Page extract:
Slo-Mo Film Captures Sickening Sneeze in 4K Slow Motion, Fauci Reacts

The slo-mo YouTubers shared a slow motion video depicting the disgusting excretions of sneezing.
Brad Bergan

The Slow Mo Guys — a team of YouTubers — have filmed another video about the COVID-19 coronavirus, showing how a sneeze looks in 4K video with an educational clip of Anthony Fauci, director of the National Institute of Allergy and Infectious Diseases.

While unsettling, it's worth the watch for those concerned about how easily the COVID-19 coronavirus may spread.

RELATED: SLOW-MOTION VIDEO CONTRASTS MASK EFFECTIVENESS AGAINST SPREAD OF COVID-19

Fauci watches slo-mo film with sickening sneeze

The YouTubers emphasized two main methods to visualize how sneezing can spread the COVID-19 coronavirus. First was, of course, slow-motion footage. The second emphasis was what always succeeds on social media: making ordinary things look really gross.

The YouTubers used a harsh backlight on a mouth and filmed with a Phantom camera to show "disgustingly clear footage of how many particles can leak out of someone's face," according to the video.

Gav With Normal Camera
Gav shows off the silhouette effect with a normal camera. Source: The Slow Mo Guys / YouTube

Masks prevent disgusting particles from leaving mouth

The man (named Gav) starts with a cough, and then counts to five in loud English.

Slo-Mo-Cough
Gav coughing appears like slobbering in slow-motion. Source: The Slow Mo Guys / YouTube

The image of a man coughing in slow motion is interesting, but unfailingly gross — which is presumably the appeal (it will get worse).

Slo-Mo Counting
Half dust, half saliva; Gav's slow-motion counting shows how infectious spoken numbers are. Source: The Slow Mo Guys / YouTube

With a mask, however, there is nothing to see — as one should expect.

Dataset excerpts:
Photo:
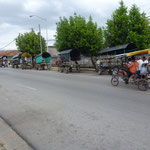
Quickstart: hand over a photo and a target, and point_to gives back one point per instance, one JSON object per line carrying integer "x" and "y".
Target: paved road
{"x": 55, "y": 111}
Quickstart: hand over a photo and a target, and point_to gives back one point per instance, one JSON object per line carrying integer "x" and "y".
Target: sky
{"x": 15, "y": 15}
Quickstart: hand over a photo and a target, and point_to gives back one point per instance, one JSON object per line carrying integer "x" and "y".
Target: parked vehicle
{"x": 108, "y": 57}
{"x": 26, "y": 61}
{"x": 42, "y": 61}
{"x": 69, "y": 61}
{"x": 142, "y": 80}
{"x": 16, "y": 61}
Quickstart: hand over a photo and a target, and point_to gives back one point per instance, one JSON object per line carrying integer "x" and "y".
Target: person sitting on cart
{"x": 132, "y": 67}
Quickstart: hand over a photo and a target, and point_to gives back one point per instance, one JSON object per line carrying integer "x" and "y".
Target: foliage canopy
{"x": 30, "y": 43}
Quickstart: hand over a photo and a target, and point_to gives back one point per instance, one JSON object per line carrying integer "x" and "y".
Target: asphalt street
{"x": 56, "y": 111}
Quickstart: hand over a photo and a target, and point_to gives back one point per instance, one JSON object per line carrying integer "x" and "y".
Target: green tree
{"x": 116, "y": 31}
{"x": 139, "y": 31}
{"x": 80, "y": 34}
{"x": 30, "y": 43}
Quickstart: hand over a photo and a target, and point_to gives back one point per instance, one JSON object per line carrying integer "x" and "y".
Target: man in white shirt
{"x": 140, "y": 62}
{"x": 144, "y": 66}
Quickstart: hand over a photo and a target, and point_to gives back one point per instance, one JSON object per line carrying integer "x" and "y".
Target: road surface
{"x": 56, "y": 111}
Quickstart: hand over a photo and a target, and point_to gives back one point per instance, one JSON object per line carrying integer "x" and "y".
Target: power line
{"x": 8, "y": 44}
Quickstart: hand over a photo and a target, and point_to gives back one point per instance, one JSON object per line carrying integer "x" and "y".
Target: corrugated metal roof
{"x": 9, "y": 53}
{"x": 66, "y": 51}
{"x": 116, "y": 48}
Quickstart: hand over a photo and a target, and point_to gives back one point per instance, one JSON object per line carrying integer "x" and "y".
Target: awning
{"x": 140, "y": 52}
{"x": 119, "y": 49}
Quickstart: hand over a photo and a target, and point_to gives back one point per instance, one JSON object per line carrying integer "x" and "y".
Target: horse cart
{"x": 69, "y": 61}
{"x": 42, "y": 61}
{"x": 142, "y": 80}
{"x": 15, "y": 62}
{"x": 26, "y": 61}
{"x": 107, "y": 57}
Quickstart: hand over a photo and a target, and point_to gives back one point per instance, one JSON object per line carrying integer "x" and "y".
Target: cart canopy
{"x": 71, "y": 54}
{"x": 26, "y": 55}
{"x": 130, "y": 47}
{"x": 16, "y": 56}
{"x": 140, "y": 52}
{"x": 46, "y": 56}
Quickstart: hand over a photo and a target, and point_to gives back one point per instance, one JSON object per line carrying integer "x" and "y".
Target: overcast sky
{"x": 14, "y": 15}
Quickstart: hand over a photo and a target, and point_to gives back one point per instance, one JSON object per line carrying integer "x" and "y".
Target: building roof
{"x": 128, "y": 46}
{"x": 9, "y": 53}
{"x": 53, "y": 51}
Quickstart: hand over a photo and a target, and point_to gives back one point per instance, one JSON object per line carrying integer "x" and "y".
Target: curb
{"x": 10, "y": 140}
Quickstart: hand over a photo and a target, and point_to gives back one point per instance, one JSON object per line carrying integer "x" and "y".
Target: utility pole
{"x": 40, "y": 39}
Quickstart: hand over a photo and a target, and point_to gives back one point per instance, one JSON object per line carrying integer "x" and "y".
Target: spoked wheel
{"x": 66, "y": 70}
{"x": 115, "y": 81}
{"x": 100, "y": 71}
{"x": 115, "y": 71}
{"x": 143, "y": 85}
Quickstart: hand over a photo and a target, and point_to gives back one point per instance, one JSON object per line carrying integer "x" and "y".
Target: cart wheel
{"x": 66, "y": 70}
{"x": 114, "y": 80}
{"x": 70, "y": 69}
{"x": 61, "y": 70}
{"x": 99, "y": 71}
{"x": 114, "y": 71}
{"x": 143, "y": 85}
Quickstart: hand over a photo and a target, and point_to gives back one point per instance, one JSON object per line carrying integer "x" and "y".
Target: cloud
{"x": 14, "y": 14}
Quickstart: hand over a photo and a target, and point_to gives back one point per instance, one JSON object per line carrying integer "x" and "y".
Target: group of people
{"x": 137, "y": 65}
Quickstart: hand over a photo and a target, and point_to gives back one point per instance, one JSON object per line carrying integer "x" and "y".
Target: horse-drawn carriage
{"x": 42, "y": 61}
{"x": 142, "y": 80}
{"x": 110, "y": 57}
{"x": 3, "y": 61}
{"x": 68, "y": 61}
{"x": 26, "y": 61}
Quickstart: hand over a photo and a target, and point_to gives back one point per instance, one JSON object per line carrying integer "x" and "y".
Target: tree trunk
{"x": 94, "y": 64}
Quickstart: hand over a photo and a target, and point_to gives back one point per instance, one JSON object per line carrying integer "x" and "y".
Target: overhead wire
{"x": 7, "y": 44}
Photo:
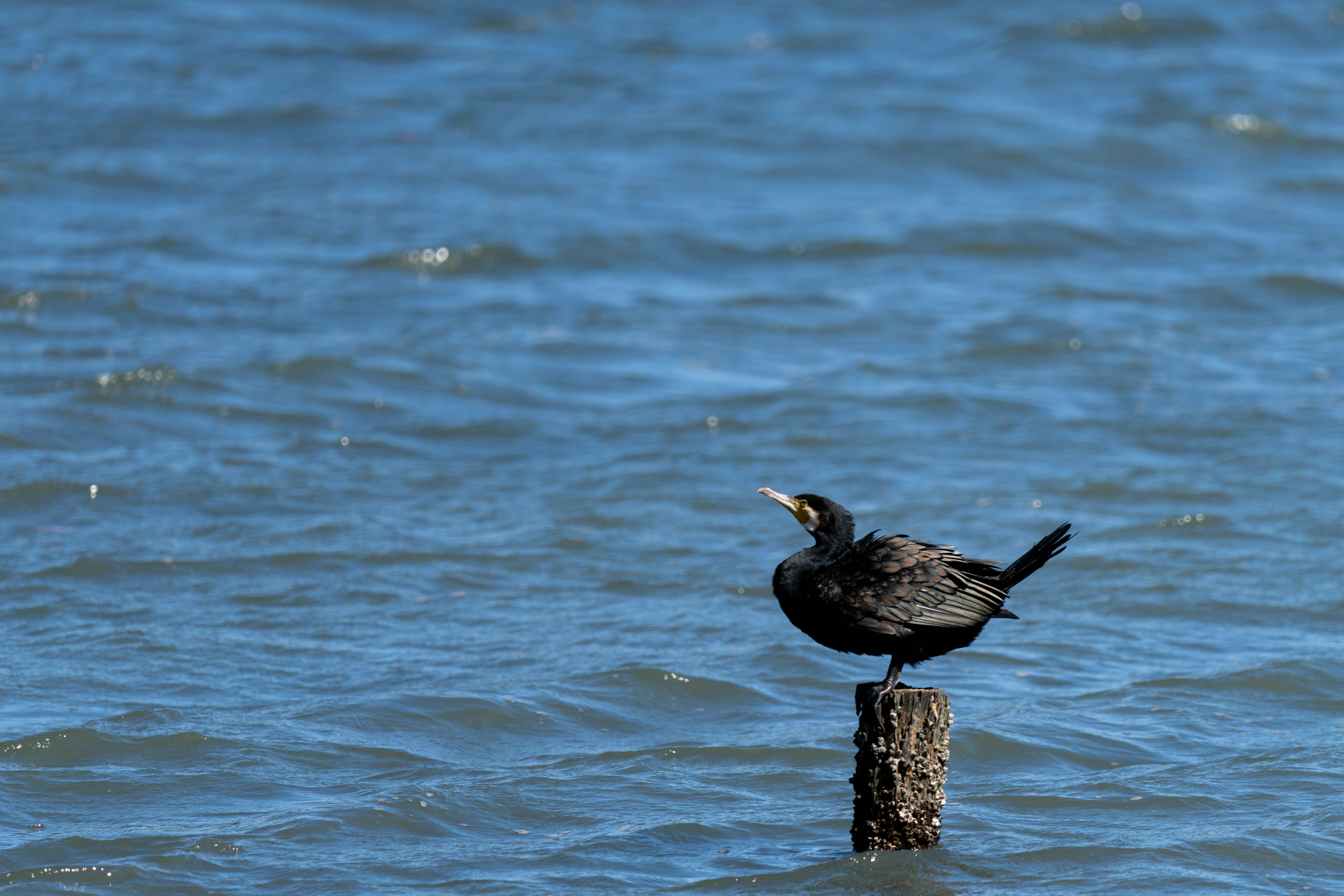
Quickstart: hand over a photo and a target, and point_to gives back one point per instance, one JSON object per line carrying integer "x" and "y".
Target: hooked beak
{"x": 790, "y": 504}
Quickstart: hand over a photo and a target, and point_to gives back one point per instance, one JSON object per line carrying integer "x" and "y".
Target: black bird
{"x": 893, "y": 596}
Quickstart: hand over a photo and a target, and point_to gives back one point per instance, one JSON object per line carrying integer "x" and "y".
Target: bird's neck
{"x": 834, "y": 543}
{"x": 830, "y": 547}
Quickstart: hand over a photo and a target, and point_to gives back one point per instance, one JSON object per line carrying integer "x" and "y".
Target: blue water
{"x": 427, "y": 358}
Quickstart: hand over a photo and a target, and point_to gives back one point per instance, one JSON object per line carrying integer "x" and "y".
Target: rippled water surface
{"x": 427, "y": 358}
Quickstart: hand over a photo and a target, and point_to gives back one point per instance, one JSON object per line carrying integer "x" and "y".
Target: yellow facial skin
{"x": 793, "y": 506}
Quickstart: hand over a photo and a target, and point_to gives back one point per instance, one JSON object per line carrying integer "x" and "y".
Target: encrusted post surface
{"x": 899, "y": 770}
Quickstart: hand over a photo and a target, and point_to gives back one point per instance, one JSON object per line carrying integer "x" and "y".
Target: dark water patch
{"x": 1304, "y": 287}
{"x": 80, "y": 747}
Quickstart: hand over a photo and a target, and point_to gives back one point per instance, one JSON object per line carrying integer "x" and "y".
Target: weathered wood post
{"x": 899, "y": 770}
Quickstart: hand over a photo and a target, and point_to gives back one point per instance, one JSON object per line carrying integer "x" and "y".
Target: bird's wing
{"x": 888, "y": 583}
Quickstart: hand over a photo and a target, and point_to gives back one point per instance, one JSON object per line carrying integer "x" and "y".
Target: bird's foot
{"x": 870, "y": 694}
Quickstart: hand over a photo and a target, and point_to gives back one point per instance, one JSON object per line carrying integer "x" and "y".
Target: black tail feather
{"x": 1034, "y": 559}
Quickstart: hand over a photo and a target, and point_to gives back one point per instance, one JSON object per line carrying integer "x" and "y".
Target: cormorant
{"x": 891, "y": 596}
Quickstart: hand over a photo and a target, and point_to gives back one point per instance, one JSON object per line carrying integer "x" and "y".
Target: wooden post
{"x": 899, "y": 770}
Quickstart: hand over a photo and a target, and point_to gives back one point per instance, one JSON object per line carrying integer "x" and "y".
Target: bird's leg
{"x": 867, "y": 696}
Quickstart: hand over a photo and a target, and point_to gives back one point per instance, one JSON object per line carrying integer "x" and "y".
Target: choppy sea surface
{"x": 386, "y": 387}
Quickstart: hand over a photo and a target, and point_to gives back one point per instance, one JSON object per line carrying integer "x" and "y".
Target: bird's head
{"x": 822, "y": 518}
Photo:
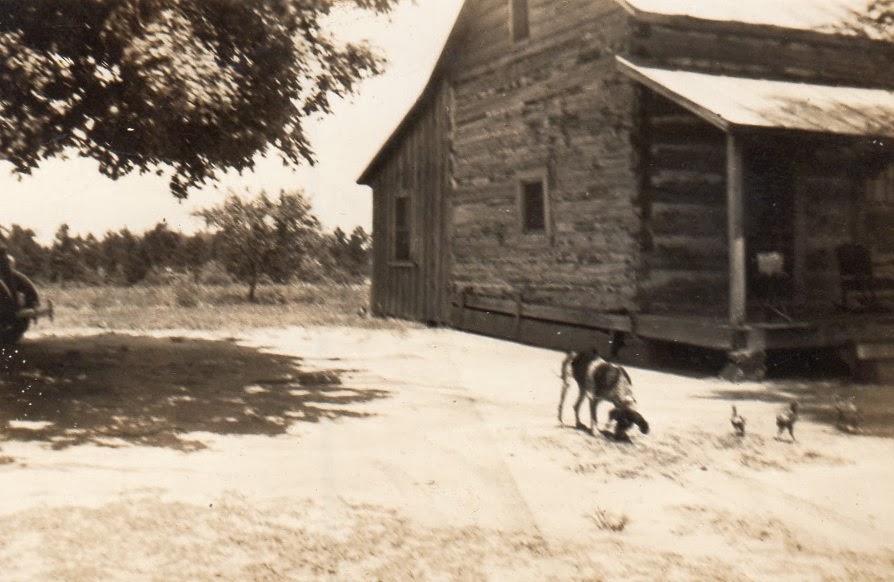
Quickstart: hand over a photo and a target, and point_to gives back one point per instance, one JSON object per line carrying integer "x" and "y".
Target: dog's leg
{"x": 594, "y": 402}
{"x": 565, "y": 387}
{"x": 566, "y": 384}
{"x": 580, "y": 400}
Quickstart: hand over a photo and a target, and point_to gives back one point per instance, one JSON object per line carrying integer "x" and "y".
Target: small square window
{"x": 518, "y": 14}
{"x": 533, "y": 202}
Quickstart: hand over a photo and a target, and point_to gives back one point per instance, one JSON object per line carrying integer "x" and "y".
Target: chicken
{"x": 786, "y": 419}
{"x": 625, "y": 417}
{"x": 847, "y": 413}
{"x": 738, "y": 423}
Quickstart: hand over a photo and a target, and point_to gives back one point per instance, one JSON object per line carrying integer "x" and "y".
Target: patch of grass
{"x": 608, "y": 521}
{"x": 183, "y": 304}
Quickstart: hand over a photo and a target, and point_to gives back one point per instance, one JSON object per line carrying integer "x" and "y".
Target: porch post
{"x": 735, "y": 202}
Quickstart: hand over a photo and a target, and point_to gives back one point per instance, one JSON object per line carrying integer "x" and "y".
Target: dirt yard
{"x": 339, "y": 454}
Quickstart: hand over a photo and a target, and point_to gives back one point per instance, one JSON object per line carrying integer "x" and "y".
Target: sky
{"x": 73, "y": 192}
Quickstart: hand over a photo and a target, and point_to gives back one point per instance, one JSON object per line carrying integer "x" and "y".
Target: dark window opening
{"x": 533, "y": 206}
{"x": 519, "y": 16}
{"x": 402, "y": 229}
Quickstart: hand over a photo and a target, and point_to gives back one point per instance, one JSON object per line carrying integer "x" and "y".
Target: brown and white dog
{"x": 597, "y": 379}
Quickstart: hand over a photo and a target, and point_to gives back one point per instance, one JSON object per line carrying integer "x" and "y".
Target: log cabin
{"x": 708, "y": 173}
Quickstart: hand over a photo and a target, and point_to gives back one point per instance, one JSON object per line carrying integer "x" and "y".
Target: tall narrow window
{"x": 401, "y": 228}
{"x": 533, "y": 206}
{"x": 518, "y": 14}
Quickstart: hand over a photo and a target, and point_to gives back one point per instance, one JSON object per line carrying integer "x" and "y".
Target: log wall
{"x": 685, "y": 263}
{"x": 554, "y": 105}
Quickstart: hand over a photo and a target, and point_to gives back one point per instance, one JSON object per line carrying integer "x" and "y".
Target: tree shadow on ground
{"x": 113, "y": 389}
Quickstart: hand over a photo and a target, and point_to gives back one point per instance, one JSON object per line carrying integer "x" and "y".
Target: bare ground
{"x": 345, "y": 454}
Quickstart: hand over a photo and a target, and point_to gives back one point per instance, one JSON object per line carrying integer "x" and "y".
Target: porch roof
{"x": 729, "y": 102}
{"x": 829, "y": 16}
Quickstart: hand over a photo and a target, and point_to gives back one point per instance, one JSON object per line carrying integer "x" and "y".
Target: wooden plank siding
{"x": 554, "y": 104}
{"x": 684, "y": 267}
{"x": 417, "y": 169}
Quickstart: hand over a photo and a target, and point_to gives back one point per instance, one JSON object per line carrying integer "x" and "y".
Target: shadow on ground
{"x": 115, "y": 389}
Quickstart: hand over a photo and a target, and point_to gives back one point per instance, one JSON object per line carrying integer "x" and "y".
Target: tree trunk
{"x": 251, "y": 289}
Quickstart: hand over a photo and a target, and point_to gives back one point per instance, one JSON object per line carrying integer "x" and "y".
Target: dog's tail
{"x": 566, "y": 375}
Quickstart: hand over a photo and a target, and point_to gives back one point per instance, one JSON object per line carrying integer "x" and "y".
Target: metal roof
{"x": 744, "y": 102}
{"x": 816, "y": 15}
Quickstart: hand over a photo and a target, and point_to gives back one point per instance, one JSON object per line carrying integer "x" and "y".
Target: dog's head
{"x": 626, "y": 416}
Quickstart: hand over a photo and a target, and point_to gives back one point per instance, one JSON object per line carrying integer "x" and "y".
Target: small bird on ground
{"x": 738, "y": 423}
{"x": 847, "y": 414}
{"x": 786, "y": 419}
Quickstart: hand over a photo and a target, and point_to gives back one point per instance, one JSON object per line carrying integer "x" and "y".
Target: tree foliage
{"x": 199, "y": 86}
{"x": 262, "y": 236}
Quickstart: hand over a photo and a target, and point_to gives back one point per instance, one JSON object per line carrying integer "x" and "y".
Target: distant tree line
{"x": 247, "y": 241}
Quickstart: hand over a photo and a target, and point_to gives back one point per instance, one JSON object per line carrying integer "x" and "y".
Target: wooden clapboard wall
{"x": 415, "y": 168}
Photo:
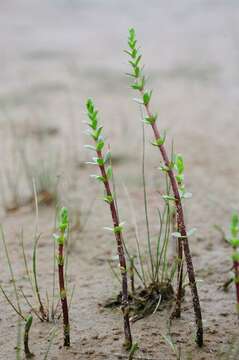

Exercise 1: In the article about the slow-motion sneeze video, what kind of camera did the YouTubers use to film the mouth under a harsh backlight?
Exercise 2: List the short titles of all the images in the slow-motion sneeze article that are credited to The Slow Mo Guys / YouTube.

Written reply 1: A Phantom camera.

Written reply 2:
Gav With Normal Camera
Slo-Mo-Cough
Slo-Mo Counting